## How to complete this task
Pick up the article on physician-owned hospitals after its final sentence and keep writing it.

Major hospital groups are ramping up resistance to physician-owned hospitals, which were checked by the Affordable Care Act but have recently become subject of renewed attention.
Physician-owned hospitals have been largely quiet in conversations about hospitals over the past decade-plus due to the Affordable Care Act. Enacted in 2010, the law placed a number of restrictions on POHs, including a prohibition on expanding the capacity of existing Medicare-certified POHs unless they meet certain exceptions and a moratorium on the establishment of new Medicare-certified POHs.
In December 2022, POHs regained some industry attention when CMS granted a "high Medicaid facility" expansion request from Edinburg, Texas-based Doctors Hospital at Renaissance to establish a new physician-owned hospital 55 miles away in Brownsville.
The Federation of American Hospitals, which represents investor-owned hospitals, heavily criticized the development as unlawful and argued that the 55-mile distance between DHR's main campus and new location makes it "a thinly veiled attempt to set up a new POH in a new service area."
Shortly after that development, in February, more than a dozen Republican lawmakers reintroduced legislation that would repeal the ACA's ban on POHs. The bill, dubbed the Patient Access to Higher Quality Health Care Act, received support from the American Medical Association and Physician-Led Healthcare for America.
"The hospital industry has long argued that physicians cherry-picked healthy patients and preferred those with private insurance as a rationale for supporting the ban on physician-owned hospitals," legislation co-sponsor Sen. James Lankford, R-Okla., co-authored with an assistant professor of Medicine at the Johns Hopkins University School of Medicine in an op-ed for The Wall Street Journal, likening the ban on physician-owned hospitals to the absurdity of a ban on chef-owned restaurants.

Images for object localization
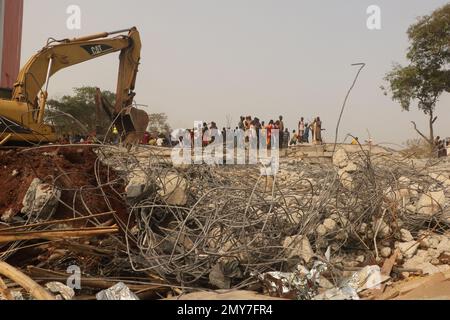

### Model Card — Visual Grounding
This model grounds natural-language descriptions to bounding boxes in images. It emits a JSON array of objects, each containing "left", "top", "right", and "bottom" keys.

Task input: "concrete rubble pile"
[{"left": 0, "top": 146, "right": 450, "bottom": 300}]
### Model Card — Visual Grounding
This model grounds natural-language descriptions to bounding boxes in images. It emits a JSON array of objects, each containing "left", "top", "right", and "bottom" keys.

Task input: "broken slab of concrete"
[
  {"left": 21, "top": 178, "right": 61, "bottom": 219},
  {"left": 283, "top": 236, "right": 315, "bottom": 263},
  {"left": 417, "top": 190, "right": 445, "bottom": 216},
  {"left": 157, "top": 173, "right": 188, "bottom": 206}
]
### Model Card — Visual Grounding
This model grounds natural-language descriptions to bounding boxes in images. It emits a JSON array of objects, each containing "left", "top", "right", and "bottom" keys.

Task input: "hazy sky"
[{"left": 22, "top": 0, "right": 450, "bottom": 143}]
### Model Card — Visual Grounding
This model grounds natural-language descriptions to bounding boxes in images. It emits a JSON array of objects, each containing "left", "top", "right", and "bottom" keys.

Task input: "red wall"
[{"left": 0, "top": 0, "right": 23, "bottom": 88}]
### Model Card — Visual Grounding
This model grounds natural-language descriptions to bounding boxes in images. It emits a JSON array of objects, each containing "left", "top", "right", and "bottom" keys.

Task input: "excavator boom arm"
[{"left": 12, "top": 28, "right": 141, "bottom": 113}]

## Response to the task
Now, a new report jointly issued by the FAH and American Hospital Association reasserts the idea that POHs cherry pick. The March 23 report, prepared by health economics and policy consulting firm Dobson DaVanzo & Associates, suggests POHs are outliers compared to their non-POH counterparts due in large part to their patient populations and acuity.
Based on an analysis of 163 POHs and 3,020 non-POHs, the report contends that POHs generally treat a population that is younger, less complex or comorbid, and less likely to be dually eligible or non-white, the report states. They also have higher margins and lower unreimbursed and uncompensated care costs as a percent of net patient revenue compared to non-POHs.
"If there was ever any doubt, the evidence against POHs is as crystal clear today as it was when Congress passed the self-referral ban in 2010," FAH President and CEO Chip Kahn said in a statement. "Weakening or unwinding the current ban opens the door further to the very behaviors that Congress sought to prevent."
"The growth of physician-owned hospitals was restricted by Congress for good reasons and those remain valid today as this analysis shows," AHA President and CEO Rick Pollack said in a statement. "Physician-owned hospitals undermine our nation's health care safety-net and jeopardize access to care by cherry-picking the most profitable cases and avoiding patients with complex conditions and lower-reimbursing coverage."